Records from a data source
• • •
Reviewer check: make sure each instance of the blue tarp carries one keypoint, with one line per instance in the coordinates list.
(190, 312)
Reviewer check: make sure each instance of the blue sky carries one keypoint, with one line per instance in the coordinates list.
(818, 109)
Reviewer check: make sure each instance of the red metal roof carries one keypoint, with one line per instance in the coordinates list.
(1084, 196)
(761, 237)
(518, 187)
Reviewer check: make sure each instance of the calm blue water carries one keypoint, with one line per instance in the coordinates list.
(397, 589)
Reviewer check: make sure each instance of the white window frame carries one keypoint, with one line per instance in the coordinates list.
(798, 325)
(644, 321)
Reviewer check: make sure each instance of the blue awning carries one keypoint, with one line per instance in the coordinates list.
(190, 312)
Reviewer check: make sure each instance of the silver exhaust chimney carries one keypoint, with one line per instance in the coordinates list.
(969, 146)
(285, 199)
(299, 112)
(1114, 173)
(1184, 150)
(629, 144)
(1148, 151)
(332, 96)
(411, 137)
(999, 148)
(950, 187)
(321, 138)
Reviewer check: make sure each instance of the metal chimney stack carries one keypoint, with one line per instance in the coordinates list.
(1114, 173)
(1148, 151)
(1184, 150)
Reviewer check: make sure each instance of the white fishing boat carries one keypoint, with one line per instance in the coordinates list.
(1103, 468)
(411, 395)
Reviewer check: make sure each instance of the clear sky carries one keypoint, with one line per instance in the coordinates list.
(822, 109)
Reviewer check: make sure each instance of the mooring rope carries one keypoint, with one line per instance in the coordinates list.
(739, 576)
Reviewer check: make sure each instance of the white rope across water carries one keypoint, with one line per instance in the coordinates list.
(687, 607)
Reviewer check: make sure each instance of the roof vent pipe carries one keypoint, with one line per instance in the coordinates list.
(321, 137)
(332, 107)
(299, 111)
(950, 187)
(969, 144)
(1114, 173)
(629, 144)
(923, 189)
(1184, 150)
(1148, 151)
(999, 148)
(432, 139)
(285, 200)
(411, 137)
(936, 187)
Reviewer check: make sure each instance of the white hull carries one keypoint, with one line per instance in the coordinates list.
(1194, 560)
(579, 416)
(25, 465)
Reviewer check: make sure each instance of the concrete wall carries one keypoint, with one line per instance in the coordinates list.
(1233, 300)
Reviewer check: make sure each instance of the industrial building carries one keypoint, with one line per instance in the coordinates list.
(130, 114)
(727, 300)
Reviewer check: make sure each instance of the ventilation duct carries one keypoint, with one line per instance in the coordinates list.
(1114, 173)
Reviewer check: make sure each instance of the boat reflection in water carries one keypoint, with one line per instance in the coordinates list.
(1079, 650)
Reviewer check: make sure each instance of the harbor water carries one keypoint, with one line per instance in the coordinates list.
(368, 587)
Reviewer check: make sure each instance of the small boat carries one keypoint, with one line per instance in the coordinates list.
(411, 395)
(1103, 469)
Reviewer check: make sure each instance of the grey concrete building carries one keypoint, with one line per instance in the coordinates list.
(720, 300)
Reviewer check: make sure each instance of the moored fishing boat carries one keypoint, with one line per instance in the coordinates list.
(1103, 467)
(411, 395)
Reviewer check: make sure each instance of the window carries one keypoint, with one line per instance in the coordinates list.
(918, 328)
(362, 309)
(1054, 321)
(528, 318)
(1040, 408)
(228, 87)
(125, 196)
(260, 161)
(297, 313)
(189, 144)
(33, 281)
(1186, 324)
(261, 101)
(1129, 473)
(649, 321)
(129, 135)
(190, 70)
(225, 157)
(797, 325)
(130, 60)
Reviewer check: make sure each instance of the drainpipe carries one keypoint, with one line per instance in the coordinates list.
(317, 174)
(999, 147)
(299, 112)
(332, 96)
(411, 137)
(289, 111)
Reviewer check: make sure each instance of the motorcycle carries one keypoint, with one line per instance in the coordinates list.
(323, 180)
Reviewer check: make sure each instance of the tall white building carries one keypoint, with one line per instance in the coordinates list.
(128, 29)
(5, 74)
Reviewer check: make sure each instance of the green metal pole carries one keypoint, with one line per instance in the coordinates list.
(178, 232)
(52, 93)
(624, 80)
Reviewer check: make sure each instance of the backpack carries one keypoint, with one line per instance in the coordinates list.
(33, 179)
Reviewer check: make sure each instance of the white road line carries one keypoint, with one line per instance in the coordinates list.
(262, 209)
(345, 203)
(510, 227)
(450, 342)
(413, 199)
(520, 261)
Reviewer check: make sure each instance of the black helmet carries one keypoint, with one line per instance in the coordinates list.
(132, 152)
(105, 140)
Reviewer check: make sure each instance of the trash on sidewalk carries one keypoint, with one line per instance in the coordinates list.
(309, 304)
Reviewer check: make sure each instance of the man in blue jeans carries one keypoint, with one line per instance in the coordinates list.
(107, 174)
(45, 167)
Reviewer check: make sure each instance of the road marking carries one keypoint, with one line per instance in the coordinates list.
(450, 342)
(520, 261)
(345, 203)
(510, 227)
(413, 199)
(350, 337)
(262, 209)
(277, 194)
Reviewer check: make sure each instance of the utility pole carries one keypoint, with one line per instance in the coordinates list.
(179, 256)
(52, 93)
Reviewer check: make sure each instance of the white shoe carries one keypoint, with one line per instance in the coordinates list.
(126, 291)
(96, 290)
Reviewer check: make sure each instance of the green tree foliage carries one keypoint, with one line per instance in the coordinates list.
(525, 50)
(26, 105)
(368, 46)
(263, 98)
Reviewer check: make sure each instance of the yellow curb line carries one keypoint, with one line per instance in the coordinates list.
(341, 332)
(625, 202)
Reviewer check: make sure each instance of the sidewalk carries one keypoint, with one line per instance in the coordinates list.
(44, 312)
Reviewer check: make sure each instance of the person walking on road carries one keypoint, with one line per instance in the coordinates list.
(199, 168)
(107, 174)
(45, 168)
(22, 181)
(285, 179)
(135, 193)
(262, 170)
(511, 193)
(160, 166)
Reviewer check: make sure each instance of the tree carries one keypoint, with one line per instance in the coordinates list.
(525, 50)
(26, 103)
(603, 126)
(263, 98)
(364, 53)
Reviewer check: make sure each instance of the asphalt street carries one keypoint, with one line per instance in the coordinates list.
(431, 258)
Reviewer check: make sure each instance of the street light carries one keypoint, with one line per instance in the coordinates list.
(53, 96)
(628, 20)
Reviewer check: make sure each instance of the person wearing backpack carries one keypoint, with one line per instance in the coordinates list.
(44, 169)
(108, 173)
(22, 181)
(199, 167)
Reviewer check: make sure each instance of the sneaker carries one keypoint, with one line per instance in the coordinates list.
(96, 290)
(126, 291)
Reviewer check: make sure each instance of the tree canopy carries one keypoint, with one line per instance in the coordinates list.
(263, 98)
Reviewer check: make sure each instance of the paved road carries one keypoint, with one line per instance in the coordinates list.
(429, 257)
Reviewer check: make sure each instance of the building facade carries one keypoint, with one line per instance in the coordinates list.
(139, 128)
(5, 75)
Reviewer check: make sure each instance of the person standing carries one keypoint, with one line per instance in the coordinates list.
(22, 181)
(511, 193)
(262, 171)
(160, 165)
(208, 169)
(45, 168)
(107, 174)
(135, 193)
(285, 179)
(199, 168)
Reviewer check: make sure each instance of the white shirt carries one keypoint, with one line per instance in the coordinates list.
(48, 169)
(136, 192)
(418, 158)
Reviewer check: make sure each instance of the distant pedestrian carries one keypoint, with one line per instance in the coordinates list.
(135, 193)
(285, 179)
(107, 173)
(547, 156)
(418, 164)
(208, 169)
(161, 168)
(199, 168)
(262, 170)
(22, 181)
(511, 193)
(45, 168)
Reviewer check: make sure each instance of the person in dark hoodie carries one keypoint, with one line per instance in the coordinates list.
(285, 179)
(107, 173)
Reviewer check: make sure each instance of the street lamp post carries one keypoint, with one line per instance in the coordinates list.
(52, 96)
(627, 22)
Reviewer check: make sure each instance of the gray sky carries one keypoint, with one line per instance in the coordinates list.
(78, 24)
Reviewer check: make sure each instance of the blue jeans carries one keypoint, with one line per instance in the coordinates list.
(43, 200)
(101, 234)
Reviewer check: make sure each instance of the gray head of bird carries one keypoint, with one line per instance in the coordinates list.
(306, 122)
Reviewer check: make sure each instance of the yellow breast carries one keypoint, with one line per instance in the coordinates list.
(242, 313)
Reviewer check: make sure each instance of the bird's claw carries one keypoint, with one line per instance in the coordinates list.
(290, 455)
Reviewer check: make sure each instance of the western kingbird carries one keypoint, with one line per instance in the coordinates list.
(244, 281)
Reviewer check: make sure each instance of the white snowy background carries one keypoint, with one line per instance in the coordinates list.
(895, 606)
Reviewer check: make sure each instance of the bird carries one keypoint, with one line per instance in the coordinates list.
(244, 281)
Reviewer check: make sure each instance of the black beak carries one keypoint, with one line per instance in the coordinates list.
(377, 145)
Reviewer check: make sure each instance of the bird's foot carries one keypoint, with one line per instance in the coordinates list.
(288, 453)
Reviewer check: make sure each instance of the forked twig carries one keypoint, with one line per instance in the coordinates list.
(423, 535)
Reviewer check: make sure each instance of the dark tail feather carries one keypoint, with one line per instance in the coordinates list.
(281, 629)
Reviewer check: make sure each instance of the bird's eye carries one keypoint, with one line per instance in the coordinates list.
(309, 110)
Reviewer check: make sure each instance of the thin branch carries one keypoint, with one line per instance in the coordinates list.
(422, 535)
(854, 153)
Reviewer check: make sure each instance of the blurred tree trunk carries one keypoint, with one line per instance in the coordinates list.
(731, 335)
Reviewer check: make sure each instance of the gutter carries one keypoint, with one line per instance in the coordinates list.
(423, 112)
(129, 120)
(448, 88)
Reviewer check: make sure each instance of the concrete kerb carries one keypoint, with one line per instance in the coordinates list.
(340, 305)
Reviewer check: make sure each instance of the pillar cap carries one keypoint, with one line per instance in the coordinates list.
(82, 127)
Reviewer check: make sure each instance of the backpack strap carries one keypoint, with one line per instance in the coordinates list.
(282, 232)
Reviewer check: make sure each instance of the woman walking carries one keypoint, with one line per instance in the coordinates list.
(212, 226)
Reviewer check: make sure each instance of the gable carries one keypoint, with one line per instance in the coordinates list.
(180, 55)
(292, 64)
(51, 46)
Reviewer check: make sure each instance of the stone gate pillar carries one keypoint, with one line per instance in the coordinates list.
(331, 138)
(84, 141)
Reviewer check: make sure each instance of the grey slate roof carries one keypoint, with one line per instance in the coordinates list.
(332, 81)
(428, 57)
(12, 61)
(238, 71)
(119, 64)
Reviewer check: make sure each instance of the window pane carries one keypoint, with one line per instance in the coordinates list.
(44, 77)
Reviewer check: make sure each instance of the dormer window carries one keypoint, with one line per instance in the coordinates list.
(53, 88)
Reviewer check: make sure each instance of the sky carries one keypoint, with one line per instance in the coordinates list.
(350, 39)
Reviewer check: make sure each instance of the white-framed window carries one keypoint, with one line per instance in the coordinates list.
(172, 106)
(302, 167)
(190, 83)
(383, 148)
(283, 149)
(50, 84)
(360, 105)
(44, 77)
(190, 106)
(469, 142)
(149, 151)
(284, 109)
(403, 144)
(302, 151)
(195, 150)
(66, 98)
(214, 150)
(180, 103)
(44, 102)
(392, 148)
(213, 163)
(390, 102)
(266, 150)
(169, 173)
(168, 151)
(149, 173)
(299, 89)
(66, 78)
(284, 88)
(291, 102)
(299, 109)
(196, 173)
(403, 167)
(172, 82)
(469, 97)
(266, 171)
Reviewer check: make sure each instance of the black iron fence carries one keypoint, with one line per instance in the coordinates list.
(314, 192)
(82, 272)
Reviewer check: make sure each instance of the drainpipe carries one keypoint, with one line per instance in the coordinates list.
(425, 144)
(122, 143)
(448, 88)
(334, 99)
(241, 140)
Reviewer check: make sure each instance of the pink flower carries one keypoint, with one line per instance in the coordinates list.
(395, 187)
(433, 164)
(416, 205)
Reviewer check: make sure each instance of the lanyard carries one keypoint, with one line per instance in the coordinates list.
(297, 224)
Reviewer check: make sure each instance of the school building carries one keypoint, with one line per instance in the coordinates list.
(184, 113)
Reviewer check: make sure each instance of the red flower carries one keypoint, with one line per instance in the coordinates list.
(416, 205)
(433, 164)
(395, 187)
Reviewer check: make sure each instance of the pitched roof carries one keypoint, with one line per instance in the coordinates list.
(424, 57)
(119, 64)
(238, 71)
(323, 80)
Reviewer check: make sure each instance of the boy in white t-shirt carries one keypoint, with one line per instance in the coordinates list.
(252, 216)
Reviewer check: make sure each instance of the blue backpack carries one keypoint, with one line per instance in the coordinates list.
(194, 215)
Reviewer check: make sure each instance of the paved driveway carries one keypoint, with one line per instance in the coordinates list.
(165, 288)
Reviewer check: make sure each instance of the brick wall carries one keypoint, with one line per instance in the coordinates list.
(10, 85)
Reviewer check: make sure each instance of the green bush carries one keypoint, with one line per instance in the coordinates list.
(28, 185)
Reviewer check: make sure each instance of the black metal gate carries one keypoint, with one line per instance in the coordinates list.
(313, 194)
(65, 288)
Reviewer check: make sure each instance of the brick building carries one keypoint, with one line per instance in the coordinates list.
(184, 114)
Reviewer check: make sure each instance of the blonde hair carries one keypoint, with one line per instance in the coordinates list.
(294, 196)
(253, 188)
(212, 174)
• • •
▶ TASK INSTRUCTIONS:
From the line containing "Reviewer check: make sure each instance of the lanyard" down to the last line, reproduce the records exactly. Include both ends.

▶ SOLVED PROBLEM:
Reviewer check: make sure each instance of the lanyard carries one keypoint, with one line per instance in the coordinates list.
(297, 224)
Reviewer check: make sure each instance of the school building carries one keypoint, with one line per instance in the coordinates list.
(184, 113)
Reviewer check: make sure each instance of the red flower carries one keypoint, with one line per instance in the coordinates list.
(416, 205)
(433, 164)
(395, 187)
Reviewer check: make sure each instance of the pitched roof carries one keypoint, with one line per instance in the coordinates list.
(424, 57)
(119, 64)
(238, 71)
(323, 80)
Reviewer check: make sure each instance of the boy in white t-shirt carries one keypoint, with one line per instance in the coordinates list.
(252, 216)
Reviewer check: make sure each instance of the blue backpack carries one keypoint, with one line per instance in the coordinates list.
(194, 215)
Reviewer check: make sure each instance of the paved driveway carries one keypoint, with one line per instance in the coordinates list.
(165, 288)
Reviewer check: make sure each instance of the brick wall carries one keypoint, with one line per instance in the coordinates list.
(10, 85)
Reviewer check: make sure each instance of the green bush carries one keypoint, with one line per instance in the coordinates list.
(28, 185)
Reviewer check: make sure each instance of the black metal gate carries one keypoint, with one line per instance in the coordinates list.
(313, 194)
(65, 288)
Reviewer check: make sure each instance of the brick building carries one keypoint, with one line per instance in the coordinates list.
(184, 114)
Reviewer check: make sure each instance of the blonde hair carries one keypoint, with one line per instance in the coordinates list.
(294, 196)
(253, 188)
(212, 174)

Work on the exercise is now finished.